Saved entries:
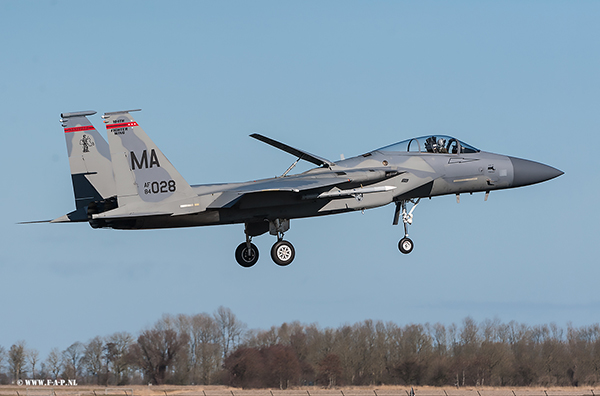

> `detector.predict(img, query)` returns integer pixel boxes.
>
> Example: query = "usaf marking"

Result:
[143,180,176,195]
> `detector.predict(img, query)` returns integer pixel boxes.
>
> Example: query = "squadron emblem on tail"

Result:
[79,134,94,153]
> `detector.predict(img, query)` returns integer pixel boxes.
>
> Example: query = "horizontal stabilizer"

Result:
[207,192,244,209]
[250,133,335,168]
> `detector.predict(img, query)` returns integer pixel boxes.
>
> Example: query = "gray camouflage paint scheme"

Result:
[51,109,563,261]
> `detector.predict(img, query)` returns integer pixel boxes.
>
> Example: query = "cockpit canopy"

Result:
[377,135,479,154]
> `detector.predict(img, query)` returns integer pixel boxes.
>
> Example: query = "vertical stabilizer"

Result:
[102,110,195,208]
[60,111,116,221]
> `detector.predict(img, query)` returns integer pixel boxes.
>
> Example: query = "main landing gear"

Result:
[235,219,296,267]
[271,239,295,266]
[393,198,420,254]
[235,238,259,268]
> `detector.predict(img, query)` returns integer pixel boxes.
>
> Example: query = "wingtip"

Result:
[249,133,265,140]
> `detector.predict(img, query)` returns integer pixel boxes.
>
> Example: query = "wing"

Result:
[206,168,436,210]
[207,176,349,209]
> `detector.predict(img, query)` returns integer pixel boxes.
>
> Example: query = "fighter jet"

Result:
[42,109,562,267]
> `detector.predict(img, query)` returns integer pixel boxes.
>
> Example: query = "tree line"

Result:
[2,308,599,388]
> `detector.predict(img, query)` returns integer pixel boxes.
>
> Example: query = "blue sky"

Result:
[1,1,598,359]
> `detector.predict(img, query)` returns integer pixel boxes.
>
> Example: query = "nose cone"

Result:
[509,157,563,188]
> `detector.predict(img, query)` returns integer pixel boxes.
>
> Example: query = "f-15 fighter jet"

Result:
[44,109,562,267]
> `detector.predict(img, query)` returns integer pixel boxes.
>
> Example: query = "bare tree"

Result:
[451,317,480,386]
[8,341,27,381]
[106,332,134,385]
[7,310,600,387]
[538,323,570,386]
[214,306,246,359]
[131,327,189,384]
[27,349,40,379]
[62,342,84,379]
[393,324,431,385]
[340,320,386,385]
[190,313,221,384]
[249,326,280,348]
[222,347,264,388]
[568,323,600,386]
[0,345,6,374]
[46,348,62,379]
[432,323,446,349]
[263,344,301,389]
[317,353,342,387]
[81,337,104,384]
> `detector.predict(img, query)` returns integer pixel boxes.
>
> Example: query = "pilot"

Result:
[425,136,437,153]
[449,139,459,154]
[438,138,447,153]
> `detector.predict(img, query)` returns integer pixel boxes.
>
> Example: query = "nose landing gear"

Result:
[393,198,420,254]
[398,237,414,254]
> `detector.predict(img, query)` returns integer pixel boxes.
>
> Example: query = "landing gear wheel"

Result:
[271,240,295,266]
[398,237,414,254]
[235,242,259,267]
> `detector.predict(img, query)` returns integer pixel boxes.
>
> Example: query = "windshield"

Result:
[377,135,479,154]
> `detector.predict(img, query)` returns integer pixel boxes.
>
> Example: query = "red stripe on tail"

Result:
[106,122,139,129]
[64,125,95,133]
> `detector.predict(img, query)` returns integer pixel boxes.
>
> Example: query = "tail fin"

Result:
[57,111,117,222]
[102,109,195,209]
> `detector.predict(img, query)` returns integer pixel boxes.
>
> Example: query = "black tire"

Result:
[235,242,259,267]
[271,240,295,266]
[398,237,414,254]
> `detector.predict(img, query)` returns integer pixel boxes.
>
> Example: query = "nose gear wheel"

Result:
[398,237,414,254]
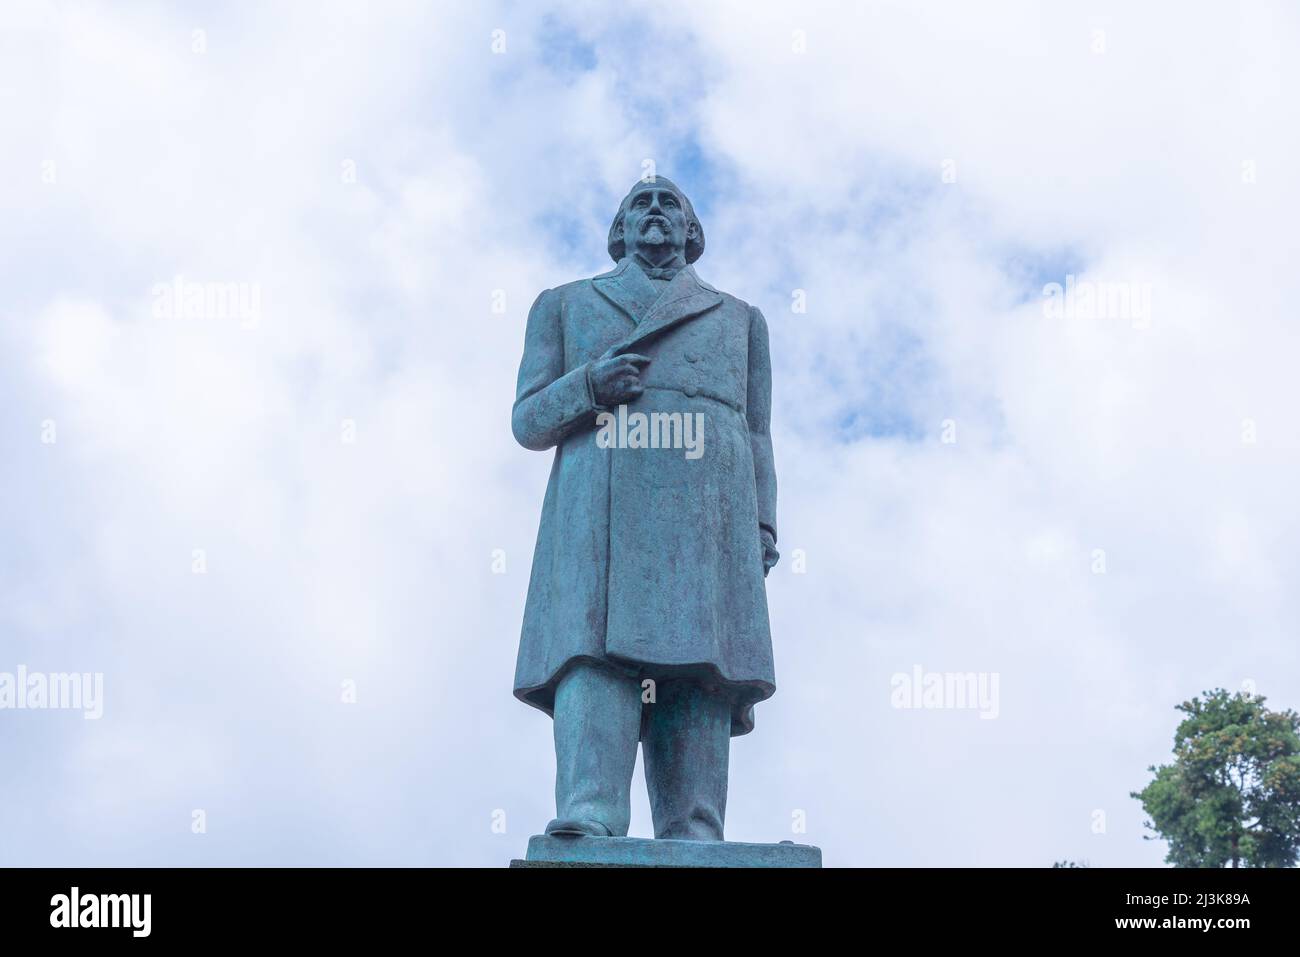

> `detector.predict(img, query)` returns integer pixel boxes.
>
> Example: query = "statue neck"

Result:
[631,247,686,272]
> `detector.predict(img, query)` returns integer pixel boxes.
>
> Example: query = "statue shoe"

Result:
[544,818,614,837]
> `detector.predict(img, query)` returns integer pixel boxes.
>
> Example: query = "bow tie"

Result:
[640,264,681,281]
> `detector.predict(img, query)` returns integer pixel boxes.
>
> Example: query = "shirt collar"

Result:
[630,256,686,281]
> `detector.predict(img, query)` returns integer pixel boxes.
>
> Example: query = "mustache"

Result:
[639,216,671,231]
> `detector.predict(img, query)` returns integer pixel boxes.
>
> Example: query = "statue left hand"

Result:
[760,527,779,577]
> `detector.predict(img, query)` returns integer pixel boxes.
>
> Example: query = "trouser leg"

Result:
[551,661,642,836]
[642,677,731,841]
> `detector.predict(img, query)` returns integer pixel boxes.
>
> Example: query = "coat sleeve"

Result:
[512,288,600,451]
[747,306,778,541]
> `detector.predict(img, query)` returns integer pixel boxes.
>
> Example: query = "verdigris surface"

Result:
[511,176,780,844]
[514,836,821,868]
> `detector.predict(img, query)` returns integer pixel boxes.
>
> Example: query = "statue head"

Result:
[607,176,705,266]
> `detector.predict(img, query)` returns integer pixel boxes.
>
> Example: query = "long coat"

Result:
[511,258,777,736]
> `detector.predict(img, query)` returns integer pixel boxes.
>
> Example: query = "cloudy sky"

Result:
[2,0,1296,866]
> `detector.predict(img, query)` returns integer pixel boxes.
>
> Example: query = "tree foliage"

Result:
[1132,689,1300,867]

To do:
Restate each entry exactly, omitting pictures.

Your response:
> `detector.predict(img, query)` returns integer pixel boxes.
>
> Example: query = "usaf marking"

Result:
[143,180,176,195]
> `detector.predict(img, query)` returns integer pixel boxes.
>
> Example: query = "squadron emblem on tail"

Result:
[79,134,94,153]
> `detector.predict(img, query)` returns integer pixel boxes.
>
> Example: query = "horizontal stabilizer"

Result:
[207,192,244,209]
[250,133,335,168]
> `detector.predict(img, query)` returns integer pixel boxes.
>
> Example: query = "gray camouflage paint scheme"

Result:
[51,109,563,261]
> `detector.predict(img, query)` returns integer pixel boxes.
>
> Example: query = "cockpit canopy"

Result:
[377,135,479,154]
> `detector.predict(img, query)` returns integer pixel boxes.
>
> Example: query = "vertical stabilizer"

Result:
[102,110,195,208]
[60,111,116,221]
> `detector.predict(img, query)` returns integer pixel boxes.
>
> Example: query = "main landing gear"

Result:
[235,219,296,267]
[271,239,295,266]
[393,198,420,254]
[235,238,259,268]
> `detector.predict(img, query)` returns integer pixel boxes.
>
> Example: query = "wingtip"

Result:
[249,133,265,140]
> `detector.predict(img, query)` returns integer pixel boxes.
>
> Example: query = "wing"

Result:
[206,168,436,210]
[207,176,349,209]
> `detector.predict(img, query)` returns integer pixel boxes.
>
> Example: query = "fighter jet"

Result:
[42,109,562,267]
> `detector.predict(img, query)` returns integer pixel boxes.
>
> Example: query = "tree line"

Result:
[2,308,599,388]
> `detector.predict(img, query)` returns integer pixel boxes.
>
> Example: query = "blue sky"

Result:
[1,1,598,359]
> `detector.predict(img, query)` returns integer pixel boxes.
>
> Example: query = "nose cone"

Result:
[509,157,563,188]
> `detector.predict(img, query)` returns integer pixel boxes.
>
> Example: query = "f-15 fighter jet"

Result:
[44,109,562,267]
> `detector.predict(img, query)` returns integer pixel boxes.
>
> Example: query = "bare tree"

Result:
[451,317,480,386]
[8,341,27,381]
[106,332,134,385]
[7,310,600,387]
[538,323,570,386]
[214,306,246,359]
[131,327,189,384]
[27,349,40,379]
[62,342,84,379]
[393,324,431,385]
[340,320,386,385]
[190,313,221,384]
[249,326,280,348]
[222,347,264,388]
[568,323,600,386]
[0,345,6,374]
[46,348,62,379]
[432,323,446,349]
[263,344,301,389]
[317,353,342,387]
[81,337,104,384]
> `detector.predict(img, query)` returns integer pixel boxes.
>
> Example: query = "pilot"

Result:
[425,136,437,153]
[449,139,459,154]
[438,138,447,153]
> `detector.predict(img, query)` returns integer pixel boxes.
>
> Example: query = "nose landing gear"

Result:
[393,198,420,254]
[398,237,414,254]
> `detector.predict(img, query)` returns integer pixel boxes.
>
> Example: query = "landing gear wheel"

Result:
[271,240,295,266]
[398,237,414,254]
[235,242,259,267]
> `detector.predict(img, query)` returns integer pixel boxes.
>
> Example: query = "windshield"

Result:
[377,135,479,154]
> `detector.predict(img, query)` returns integer pixel boxes.
>
> Example: query = "red stripe on tail"

Result:
[106,122,139,129]
[64,125,95,133]
> `detector.predict(img, query)` returns integer pixel boxes.
>
> Example: query = "tail fin"

Result:
[57,111,117,222]
[102,109,195,209]
> `detector.predict(img, query)` returns integer pixel boxes.
>
> Example: query = "black tire"

Result:
[235,242,259,267]
[271,240,295,266]
[398,237,414,254]
> `detector.predict(img, query)` returns integer pixel boxes.
>
> Example: query = "nose gear wheel"

Result:
[398,237,414,254]

> `detector.predict(img, query)` returns integer pixel boxes.
>
> Example: query = "statue neck"

Result:
[631,247,686,272]
> `detector.predict(img, query)` returns integer pixel boxes.
>
> Example: query = "statue shoe"

Result:
[544,818,614,837]
> `detector.predict(img, query)` returns integer pixel boxes.
>
> Example: query = "bow tie"

Result:
[640,264,681,281]
> `detector.predict(img, query)` returns integer pixel boxes.
>
> Example: query = "shirt collar"

Result:
[630,256,686,281]
> `detector.predict(img, query)` returns integer pixel boxes.
>
> Example: query = "mustache"

Result:
[639,216,671,231]
> `detector.predict(img, query)` returns integer pixel boxes.
>
> Example: query = "statue left hand"

Result:
[760,527,779,577]
> `detector.predict(img, query)` returns integer pixel boxes.
>
> Example: query = "trouser leg"

Result:
[551,661,642,836]
[642,677,731,841]
> `detector.predict(img, query)` returns integer pixel boxes.
>
> Example: query = "coat sleeve"

Result:
[512,288,600,451]
[747,306,778,541]
> `detector.predict(img, query)` returns integer pixel boxes.
>
> Example: query = "verdigris surface"

Result:
[511,176,780,844]
[514,836,821,868]
> `detector.predict(img, query)` returns integer pixel boxes.
>
> Example: query = "statue head"

Result:
[607,176,705,266]
> `detector.predict(img, query)` returns integer pixel boxes.
>
> Example: query = "long coat"

Result:
[511,258,777,736]
> `detector.predict(img, query)` returns integer pixel boxes.
>
> Example: query = "cloudy sky"

Result:
[2,0,1296,866]
> `detector.predict(img, query)` returns integer pixel boxes.
>
> Example: query = "tree foliage"

Result:
[1132,689,1300,867]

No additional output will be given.